# Alıştırma 1
Sözlük metninde "Tekke Tarikat etkinliklerinin" sözleriyle başlayan paragrafı, ana bilgilerini koruyarak madde listesi hâline getirin.

# Sözlük Metni
Eğitim Sitesi

Online Tasavvufi-Tasavvuf Terimleri Sözlüğü

Tasavvuf Tasavvuf insanın yüce yaratıcısına karşı ne kadar aciz olduğunun farkına varması ve ahlakını iki cihan serveri Peygamber (sav)in ahlakıyla ahlaklanmasıdır. Aslında tasavvuf kul olduğunun bilincinde olmak, her an Allahu Teâlâ ile beraber olduğunu bilmektir. Cenabı Hakk'ın kâinattaki tecellisini görüp onu tesbih ve sena etmekten ibarettir. Müslüman olmanın bilinç halidir.

Tefrika Arapça, ayrılık demektir. Dünyaya, masivaya dalmak, cem'den uzak kalmak

Tekke Tarikat etkinliklerinin yürütüldüğü yapılardır. Tekke, Farsçada dayanacak yer demektir. Tasavvuf erbabının, oturup kalkmalarına, sülük çıkarmalarına, âyin yapmalarına mahsus yere, tekke denir. Taşradan gelecek dervişlerin kalabileceği özel odaları ve mutfağı bulunur. Osmanlı Devletinin kuruluş döneminde, tekkeler sosyal, ekonomik, moral, ilmî, hatta siyasî fonksiyonlar icra ediyorlardı. Küçük tekkelere "zaviye", büyüklerine "hânkâh", "dergah", merkezi pozisyonda olanlara da "âsitâne" denir. İlk tekke, Remle'de Ebu Hâşim el-Kufî (ö. 150/765) tarafından kurulmuştur. Erken dönem tekkelerine "Savma'a" adı da verilmiştir. Mecazi olarak tekkeye "harabat", "humhâne", "âteş-gede", "meyhane" denir.

Telbîs Arapça, birbirine karıştırmak manasına bir kelime. Bir şeyin, zıddı olan sıfatıyla ortaya çıkmasına, telbîs denir. Tecellî edilenin, elbisesini giymesi, onun sıfatıyla ortaya çıkması.

Telef Arapça, helak olmak, heder olmak demektir. Telef, ölümden ibarettir. Ölüm ve helak olma (telef), vakti gelince helak olması beklenen şeye denir.

Açıklamalarıyla 99 Tasavvufi-Tasavvuf Terimi

Telkin Arapça, birine bir söz anlatmak, öğretmek, dikte etmek anlamlarında kullanılan bir kelime. Tarikata yeni giren kişiye şeyhin zikir öğretmesi. Cenaze defnedildikten sonra, hocanın, kabir suali ile alakalı olarak yaptığı konuşma veya seslenişe, telkîn denir. Özellikle Mevlevîlikte, şeyh, müride telkinde bulunduğu için, o müride, ölünce telkîn verilmez.

Tezkiye 1. Temizlemek ve arıtmak.
2. Nefsi temizleyip günahlardan arındırmak.

Usûl Yol ve Esas manasına gelir. Sûfinin mertebeler kat ederken uyması gereken esaslarıdır.

Uzubet Arapça, bekârlık anlamına gelir. Tasavvuf tarihinin erken dönemlerinde, bazı sufilerin kendilerine mahsus özel halleri sebebiyle evlenmedikleri kaydedilir. Bektaşîlerde bekârlara, hiç evlenmeyenlere "mücerred" denir.

# Alıştırma 2
Aşağıdaki kayıtlarda "window" dizesinin kaç satırda geçtiğini belirtin; yalnızca sayıyı yazın.

# Seçilmiş Kayıtlar
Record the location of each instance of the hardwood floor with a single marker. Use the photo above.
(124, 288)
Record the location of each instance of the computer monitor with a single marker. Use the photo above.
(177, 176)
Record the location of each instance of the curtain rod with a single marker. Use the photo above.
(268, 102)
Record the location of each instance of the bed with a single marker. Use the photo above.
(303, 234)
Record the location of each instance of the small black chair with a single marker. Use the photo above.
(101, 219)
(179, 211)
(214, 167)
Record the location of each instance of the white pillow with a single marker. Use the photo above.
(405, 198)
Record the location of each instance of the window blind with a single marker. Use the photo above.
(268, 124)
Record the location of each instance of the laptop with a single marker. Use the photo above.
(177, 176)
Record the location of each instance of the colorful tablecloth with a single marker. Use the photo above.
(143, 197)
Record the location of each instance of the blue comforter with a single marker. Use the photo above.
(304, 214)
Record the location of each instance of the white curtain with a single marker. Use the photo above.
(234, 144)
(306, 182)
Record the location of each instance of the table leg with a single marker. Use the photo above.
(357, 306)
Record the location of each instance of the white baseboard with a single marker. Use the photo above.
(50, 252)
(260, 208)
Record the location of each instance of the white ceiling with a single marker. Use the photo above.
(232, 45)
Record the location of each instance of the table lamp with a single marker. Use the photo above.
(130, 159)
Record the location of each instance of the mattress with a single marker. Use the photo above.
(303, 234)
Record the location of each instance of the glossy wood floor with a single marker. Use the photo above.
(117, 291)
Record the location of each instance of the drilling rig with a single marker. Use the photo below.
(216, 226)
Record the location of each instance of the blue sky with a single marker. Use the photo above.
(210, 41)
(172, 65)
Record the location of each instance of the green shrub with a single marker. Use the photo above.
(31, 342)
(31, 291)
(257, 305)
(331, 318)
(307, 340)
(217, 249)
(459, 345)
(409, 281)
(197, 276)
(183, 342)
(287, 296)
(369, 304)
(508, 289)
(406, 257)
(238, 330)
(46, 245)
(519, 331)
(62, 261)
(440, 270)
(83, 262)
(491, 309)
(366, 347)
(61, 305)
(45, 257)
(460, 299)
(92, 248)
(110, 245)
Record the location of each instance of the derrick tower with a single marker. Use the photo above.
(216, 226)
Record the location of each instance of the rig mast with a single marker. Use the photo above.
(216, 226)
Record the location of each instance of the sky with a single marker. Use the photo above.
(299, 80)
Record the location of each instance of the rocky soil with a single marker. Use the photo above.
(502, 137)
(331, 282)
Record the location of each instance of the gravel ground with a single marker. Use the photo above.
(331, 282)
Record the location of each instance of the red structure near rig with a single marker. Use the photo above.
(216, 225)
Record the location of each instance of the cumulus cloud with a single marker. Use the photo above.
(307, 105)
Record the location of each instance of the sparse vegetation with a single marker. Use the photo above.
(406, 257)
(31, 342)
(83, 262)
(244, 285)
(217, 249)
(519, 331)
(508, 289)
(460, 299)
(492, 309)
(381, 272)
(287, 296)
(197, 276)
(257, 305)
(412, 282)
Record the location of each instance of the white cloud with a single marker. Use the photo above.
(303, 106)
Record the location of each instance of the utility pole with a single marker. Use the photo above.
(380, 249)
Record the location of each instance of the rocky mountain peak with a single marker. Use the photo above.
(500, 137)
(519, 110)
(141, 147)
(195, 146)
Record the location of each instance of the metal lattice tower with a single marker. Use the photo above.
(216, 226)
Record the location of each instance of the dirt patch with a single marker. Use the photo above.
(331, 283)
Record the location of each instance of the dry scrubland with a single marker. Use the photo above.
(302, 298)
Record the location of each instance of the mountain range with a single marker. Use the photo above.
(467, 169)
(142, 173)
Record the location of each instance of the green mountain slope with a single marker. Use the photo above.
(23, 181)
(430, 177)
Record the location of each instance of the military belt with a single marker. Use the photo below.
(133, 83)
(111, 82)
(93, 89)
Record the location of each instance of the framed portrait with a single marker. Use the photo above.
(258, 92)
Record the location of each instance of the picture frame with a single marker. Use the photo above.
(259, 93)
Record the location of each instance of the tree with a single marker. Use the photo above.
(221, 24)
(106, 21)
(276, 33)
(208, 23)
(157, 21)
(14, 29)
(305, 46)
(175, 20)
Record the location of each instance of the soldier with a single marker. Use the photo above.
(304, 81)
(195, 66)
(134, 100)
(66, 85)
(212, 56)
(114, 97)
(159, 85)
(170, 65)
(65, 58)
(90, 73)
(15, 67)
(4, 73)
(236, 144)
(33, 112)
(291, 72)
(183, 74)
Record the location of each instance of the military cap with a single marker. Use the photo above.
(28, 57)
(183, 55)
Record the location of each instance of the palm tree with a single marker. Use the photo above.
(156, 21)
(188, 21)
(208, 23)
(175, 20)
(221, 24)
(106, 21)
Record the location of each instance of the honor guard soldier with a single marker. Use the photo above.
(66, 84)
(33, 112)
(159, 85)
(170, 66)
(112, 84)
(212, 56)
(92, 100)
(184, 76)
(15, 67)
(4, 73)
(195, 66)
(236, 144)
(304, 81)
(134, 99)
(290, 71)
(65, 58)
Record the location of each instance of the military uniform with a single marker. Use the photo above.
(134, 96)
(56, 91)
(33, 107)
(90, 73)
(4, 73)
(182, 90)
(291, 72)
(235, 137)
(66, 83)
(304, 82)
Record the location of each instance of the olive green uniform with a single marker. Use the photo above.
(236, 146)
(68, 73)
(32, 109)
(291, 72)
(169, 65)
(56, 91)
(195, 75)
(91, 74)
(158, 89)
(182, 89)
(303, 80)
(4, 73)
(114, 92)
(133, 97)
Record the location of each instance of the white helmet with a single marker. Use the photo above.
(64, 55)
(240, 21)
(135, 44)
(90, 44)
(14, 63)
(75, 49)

* * *

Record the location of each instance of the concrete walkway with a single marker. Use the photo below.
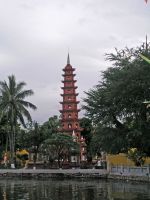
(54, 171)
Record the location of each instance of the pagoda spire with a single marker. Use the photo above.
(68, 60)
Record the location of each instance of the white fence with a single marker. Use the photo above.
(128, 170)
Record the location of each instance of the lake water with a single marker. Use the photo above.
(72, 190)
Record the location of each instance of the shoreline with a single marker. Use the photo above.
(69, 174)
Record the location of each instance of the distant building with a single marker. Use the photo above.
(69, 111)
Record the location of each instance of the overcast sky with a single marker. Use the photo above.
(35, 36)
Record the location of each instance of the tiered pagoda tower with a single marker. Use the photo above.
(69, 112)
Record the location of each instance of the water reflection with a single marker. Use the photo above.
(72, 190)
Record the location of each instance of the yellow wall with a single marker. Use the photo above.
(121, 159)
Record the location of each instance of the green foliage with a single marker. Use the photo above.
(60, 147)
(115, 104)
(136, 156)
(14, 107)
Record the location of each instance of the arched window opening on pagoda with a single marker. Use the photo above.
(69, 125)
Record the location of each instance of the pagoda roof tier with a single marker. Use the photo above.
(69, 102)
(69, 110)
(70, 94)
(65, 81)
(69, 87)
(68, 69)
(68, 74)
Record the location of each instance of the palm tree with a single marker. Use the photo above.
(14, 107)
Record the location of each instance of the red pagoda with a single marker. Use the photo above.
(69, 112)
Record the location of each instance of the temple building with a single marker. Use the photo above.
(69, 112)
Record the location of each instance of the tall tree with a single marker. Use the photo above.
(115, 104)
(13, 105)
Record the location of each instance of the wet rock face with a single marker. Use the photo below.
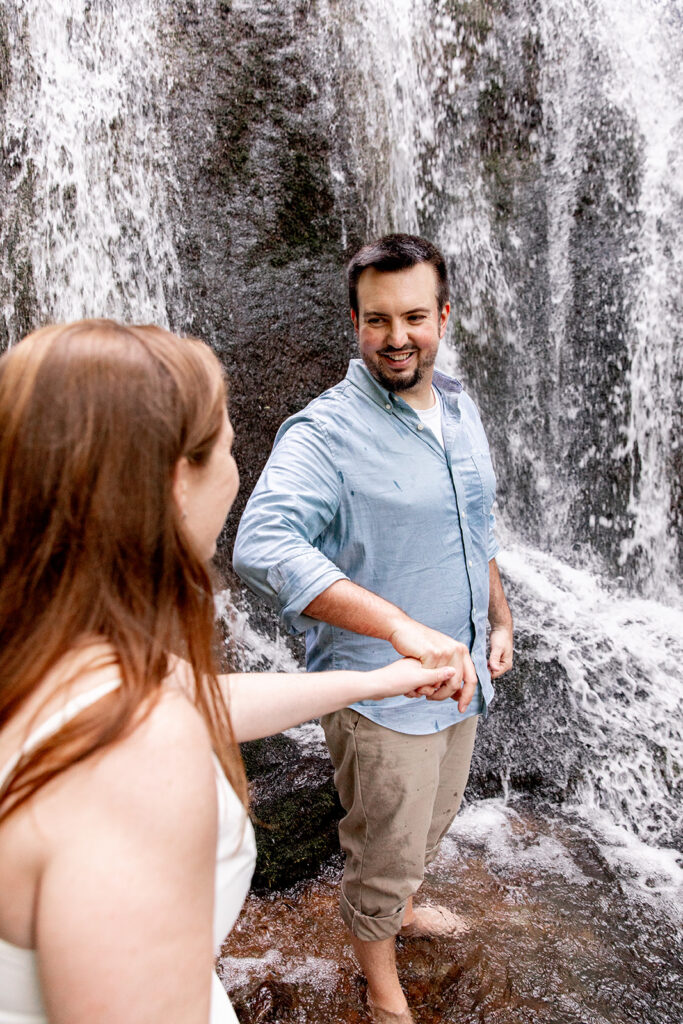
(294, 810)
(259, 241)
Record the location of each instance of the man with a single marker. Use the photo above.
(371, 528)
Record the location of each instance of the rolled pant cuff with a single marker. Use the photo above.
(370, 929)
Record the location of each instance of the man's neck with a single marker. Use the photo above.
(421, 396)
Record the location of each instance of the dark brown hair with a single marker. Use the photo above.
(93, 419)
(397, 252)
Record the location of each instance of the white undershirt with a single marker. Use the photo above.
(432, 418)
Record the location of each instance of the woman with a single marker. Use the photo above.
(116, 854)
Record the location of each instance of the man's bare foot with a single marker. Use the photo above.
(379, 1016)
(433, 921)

# Çözüm 1
- Tekke, tarikat etkinliklerinin yürütüldüğü yapıdır; Farsçada "dayanacak yer" demektir.
- Tasavvuf erbabının oturup kalkmasına, sülük çıkarmasına ve âyin yapmasına mahsus yerdir.
- Taşradan gelecek dervişlerin kalabileceği özel odaları ve mutfağı bulunur.
- Osmanlı Devleti'nin kuruluş döneminde sosyal, ekonomik, moral, ilmî, hatta siyasî işlevler görmüştür.
- Küçük tekkelere "zaviye", büyüklerine "hânkâh" ve "dergah", merkezi konumda olanlara "âsitâne" denir.
- İlk tekke, Remle'de Ebu Hâşim el-Kufî (ö. 150/765) tarafından kurulmuştur.
- Erken dönem tekkelerine "Savma'a" adı da verilmiştir.
- Mecazi olarak tekkeye "harabat", "humhâne", "âteş-gede" ve "meyhane" denir.

# Çözüm 2
2